Point labeling items
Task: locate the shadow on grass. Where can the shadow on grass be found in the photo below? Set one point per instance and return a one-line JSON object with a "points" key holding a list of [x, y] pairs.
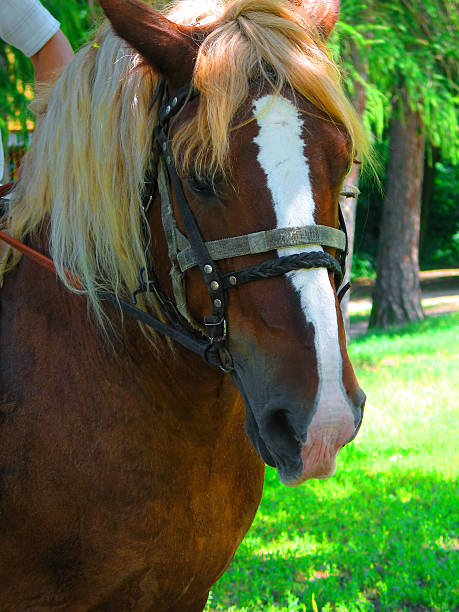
{"points": [[429, 324], [385, 542]]}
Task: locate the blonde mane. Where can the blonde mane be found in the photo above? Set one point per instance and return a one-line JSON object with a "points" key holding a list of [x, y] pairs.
{"points": [[83, 176]]}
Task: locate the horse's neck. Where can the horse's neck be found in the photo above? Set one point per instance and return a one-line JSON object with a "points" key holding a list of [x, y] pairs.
{"points": [[178, 379]]}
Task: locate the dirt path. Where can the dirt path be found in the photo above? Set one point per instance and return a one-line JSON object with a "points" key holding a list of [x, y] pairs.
{"points": [[440, 294]]}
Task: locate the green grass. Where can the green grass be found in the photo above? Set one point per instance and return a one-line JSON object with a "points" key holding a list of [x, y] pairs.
{"points": [[383, 534]]}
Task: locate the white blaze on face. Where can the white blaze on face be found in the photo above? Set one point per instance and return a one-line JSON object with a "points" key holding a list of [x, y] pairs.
{"points": [[282, 157]]}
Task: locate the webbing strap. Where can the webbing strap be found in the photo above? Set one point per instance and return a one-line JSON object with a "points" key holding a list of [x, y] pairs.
{"points": [[262, 242]]}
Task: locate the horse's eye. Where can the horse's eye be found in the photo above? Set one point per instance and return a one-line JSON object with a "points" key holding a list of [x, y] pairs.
{"points": [[202, 187]]}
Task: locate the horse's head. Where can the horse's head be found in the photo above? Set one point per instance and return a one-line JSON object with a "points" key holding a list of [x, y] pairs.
{"points": [[266, 145]]}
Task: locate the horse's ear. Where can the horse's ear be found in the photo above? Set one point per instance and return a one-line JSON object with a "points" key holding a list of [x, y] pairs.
{"points": [[170, 48], [324, 13]]}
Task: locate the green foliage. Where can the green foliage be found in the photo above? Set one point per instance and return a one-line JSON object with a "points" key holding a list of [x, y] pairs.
{"points": [[402, 52], [381, 534], [442, 238], [76, 20]]}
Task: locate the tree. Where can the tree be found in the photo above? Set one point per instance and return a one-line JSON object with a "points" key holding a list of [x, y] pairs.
{"points": [[16, 73], [409, 56]]}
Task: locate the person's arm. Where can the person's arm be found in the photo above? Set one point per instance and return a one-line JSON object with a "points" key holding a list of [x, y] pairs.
{"points": [[54, 55]]}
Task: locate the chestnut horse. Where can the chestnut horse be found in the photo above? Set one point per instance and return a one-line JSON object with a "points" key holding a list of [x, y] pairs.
{"points": [[129, 469]]}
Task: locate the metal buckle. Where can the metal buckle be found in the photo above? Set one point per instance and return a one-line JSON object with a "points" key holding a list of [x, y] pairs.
{"points": [[211, 324]]}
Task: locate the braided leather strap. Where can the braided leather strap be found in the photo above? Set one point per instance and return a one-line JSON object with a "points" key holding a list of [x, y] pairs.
{"points": [[281, 265]]}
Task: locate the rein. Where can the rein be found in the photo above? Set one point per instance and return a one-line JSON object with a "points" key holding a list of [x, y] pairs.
{"points": [[188, 251]]}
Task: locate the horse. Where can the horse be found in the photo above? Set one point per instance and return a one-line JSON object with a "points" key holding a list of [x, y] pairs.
{"points": [[190, 162]]}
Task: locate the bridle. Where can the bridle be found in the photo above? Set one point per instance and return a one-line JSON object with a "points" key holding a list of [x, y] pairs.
{"points": [[186, 251]]}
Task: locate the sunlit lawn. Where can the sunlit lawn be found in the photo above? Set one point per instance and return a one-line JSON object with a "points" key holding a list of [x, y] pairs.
{"points": [[383, 534]]}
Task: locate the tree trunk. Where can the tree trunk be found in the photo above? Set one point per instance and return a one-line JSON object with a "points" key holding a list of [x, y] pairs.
{"points": [[397, 294], [427, 194]]}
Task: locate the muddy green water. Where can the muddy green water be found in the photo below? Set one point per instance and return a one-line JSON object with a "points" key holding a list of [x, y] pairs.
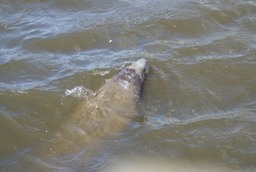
{"points": [[199, 99]]}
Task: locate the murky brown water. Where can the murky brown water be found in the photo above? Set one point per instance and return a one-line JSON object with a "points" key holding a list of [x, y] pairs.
{"points": [[199, 100]]}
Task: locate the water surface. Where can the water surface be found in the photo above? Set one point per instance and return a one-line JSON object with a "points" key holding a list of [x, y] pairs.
{"points": [[199, 99]]}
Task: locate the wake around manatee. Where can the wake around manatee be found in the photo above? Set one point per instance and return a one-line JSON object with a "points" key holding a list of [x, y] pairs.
{"points": [[100, 115]]}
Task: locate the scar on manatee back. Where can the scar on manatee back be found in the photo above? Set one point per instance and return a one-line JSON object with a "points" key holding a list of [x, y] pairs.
{"points": [[104, 114]]}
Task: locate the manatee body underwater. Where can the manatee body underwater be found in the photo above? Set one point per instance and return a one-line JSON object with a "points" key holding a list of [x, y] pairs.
{"points": [[101, 116]]}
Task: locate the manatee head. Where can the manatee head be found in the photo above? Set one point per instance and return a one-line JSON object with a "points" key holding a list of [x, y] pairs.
{"points": [[132, 77]]}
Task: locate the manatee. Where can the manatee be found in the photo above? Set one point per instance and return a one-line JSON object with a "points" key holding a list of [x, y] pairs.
{"points": [[101, 116]]}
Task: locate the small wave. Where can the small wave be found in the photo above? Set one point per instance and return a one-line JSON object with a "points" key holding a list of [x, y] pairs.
{"points": [[79, 91]]}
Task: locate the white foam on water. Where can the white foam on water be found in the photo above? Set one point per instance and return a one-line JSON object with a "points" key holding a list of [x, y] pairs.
{"points": [[79, 91]]}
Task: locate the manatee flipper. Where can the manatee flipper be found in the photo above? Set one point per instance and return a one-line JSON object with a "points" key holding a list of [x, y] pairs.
{"points": [[109, 112]]}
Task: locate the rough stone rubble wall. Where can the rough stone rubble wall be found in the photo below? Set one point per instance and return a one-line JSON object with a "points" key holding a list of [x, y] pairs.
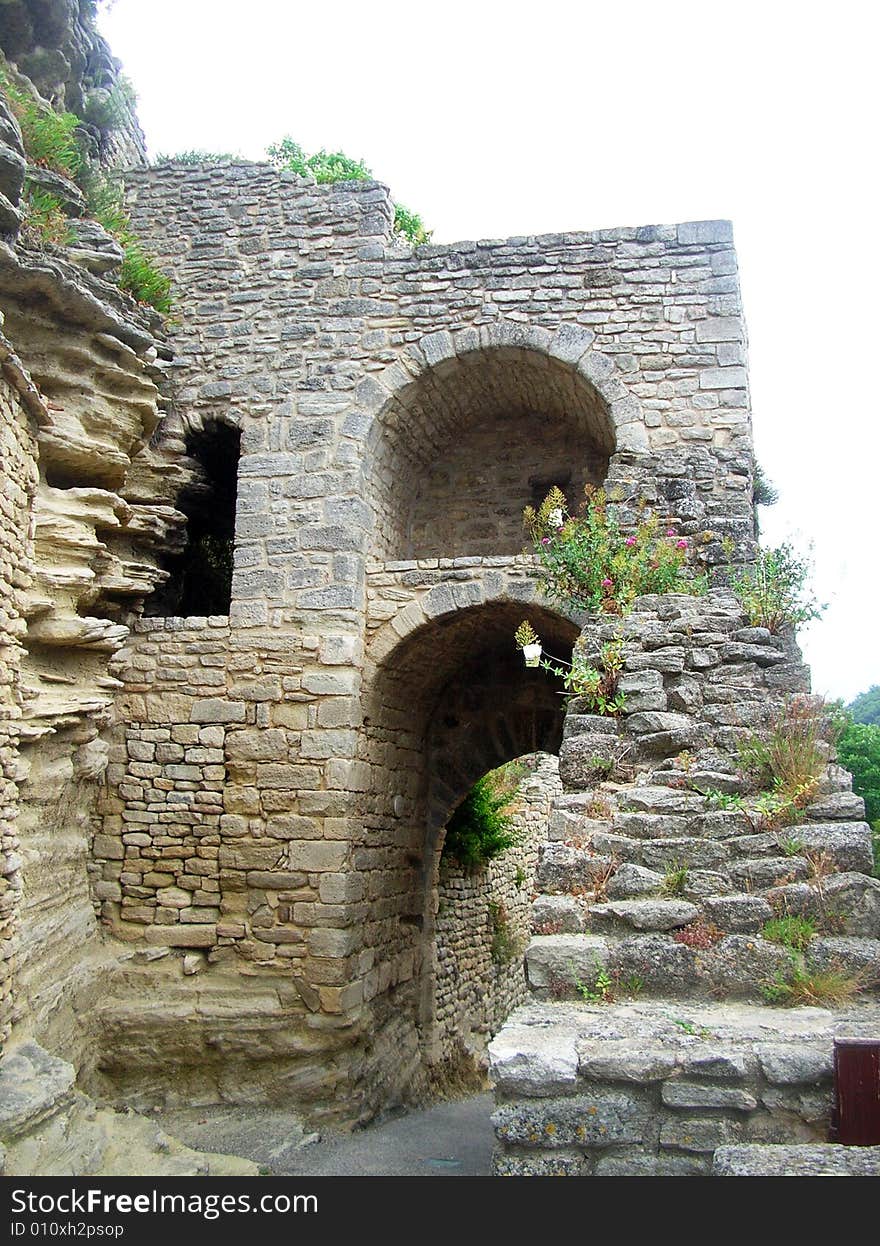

Directions for this task →
Filter the items above, copying every line that contains the word "neck". Case counts, so a match must have the same capitalization.

Worked answer →
Task: locate the horse's neck. Where can the horse's neck be found in the photo above? Set one point per instance and return a one-line JSON object with a "points" key holding a list of [x, y] pairs.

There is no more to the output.